Pointing records for named objects
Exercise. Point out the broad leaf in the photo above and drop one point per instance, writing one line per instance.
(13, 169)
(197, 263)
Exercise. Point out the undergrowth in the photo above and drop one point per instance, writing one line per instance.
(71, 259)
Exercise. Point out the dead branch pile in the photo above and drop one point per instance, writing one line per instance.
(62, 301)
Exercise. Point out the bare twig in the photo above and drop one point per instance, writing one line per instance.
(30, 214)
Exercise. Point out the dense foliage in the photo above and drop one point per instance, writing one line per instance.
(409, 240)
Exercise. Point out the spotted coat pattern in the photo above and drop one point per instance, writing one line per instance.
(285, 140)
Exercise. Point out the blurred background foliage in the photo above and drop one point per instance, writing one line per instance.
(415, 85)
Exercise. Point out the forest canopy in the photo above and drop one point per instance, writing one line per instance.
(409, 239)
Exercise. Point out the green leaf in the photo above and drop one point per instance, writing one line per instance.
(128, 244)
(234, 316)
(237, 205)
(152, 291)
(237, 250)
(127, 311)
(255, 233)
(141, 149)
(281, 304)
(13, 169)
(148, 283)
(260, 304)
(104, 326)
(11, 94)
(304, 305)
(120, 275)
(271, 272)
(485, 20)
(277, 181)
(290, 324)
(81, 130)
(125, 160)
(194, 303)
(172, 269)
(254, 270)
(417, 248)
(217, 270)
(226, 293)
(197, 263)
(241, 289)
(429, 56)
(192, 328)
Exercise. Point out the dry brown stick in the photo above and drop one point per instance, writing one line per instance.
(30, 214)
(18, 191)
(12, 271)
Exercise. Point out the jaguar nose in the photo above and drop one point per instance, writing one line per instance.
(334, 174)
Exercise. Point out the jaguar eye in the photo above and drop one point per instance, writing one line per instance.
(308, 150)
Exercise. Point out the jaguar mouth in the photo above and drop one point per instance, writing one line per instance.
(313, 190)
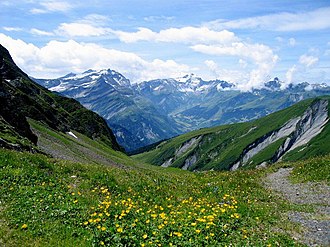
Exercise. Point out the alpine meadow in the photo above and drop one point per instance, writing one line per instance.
(186, 123)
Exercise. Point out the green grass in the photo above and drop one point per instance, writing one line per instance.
(222, 146)
(315, 169)
(46, 202)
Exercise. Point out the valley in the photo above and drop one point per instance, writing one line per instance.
(65, 180)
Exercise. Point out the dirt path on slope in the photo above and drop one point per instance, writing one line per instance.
(316, 225)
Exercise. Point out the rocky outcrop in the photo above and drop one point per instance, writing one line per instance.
(184, 148)
(311, 124)
(299, 131)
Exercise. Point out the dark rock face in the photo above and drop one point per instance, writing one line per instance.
(21, 98)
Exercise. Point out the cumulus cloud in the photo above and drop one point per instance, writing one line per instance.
(261, 55)
(292, 42)
(154, 18)
(308, 60)
(186, 35)
(90, 25)
(12, 29)
(232, 76)
(58, 58)
(52, 6)
(39, 32)
(289, 76)
(80, 30)
(312, 20)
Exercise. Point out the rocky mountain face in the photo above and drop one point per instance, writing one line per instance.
(133, 118)
(21, 98)
(144, 113)
(298, 132)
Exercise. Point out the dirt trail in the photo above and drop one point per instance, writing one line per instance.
(316, 225)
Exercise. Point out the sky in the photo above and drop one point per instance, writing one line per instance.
(243, 42)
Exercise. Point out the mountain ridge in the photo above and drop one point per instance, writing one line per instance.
(300, 131)
(21, 98)
(144, 113)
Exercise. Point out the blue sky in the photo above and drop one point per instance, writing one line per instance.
(244, 42)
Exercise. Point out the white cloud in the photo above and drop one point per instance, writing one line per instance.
(292, 42)
(154, 18)
(262, 56)
(90, 25)
(38, 11)
(279, 39)
(52, 6)
(289, 76)
(234, 76)
(313, 20)
(308, 60)
(58, 58)
(186, 35)
(12, 29)
(39, 32)
(80, 30)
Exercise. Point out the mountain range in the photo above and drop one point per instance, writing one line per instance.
(143, 113)
(23, 101)
(295, 133)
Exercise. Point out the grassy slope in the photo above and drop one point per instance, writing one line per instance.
(61, 203)
(83, 149)
(225, 142)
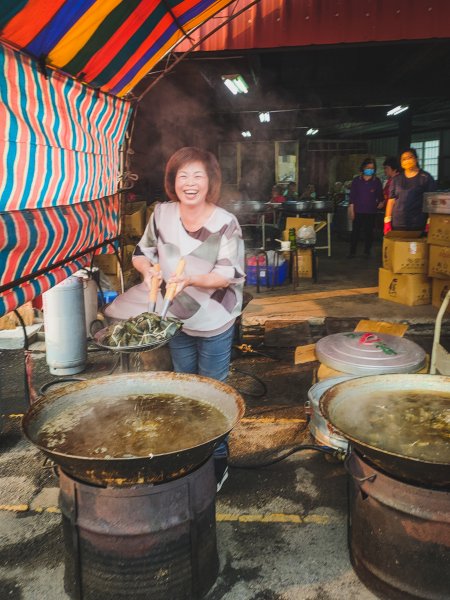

> EXERCISE BRIEF:
Pull out every line of the rows above that contains the word "jaguar" and copy each one on its own line.

> RESULT OF THE EXERCISE:
Exercise. Point out the jaguar nose in the photo above and drop one point per instance, writing one line per instance.
Exercise. Point out the jaguar eye in the photo above and drop one point per instance, writing one line per instance.
Exercise. Point out the jaguar mouth in the photo above and drop one point per instance, writing one line per instance.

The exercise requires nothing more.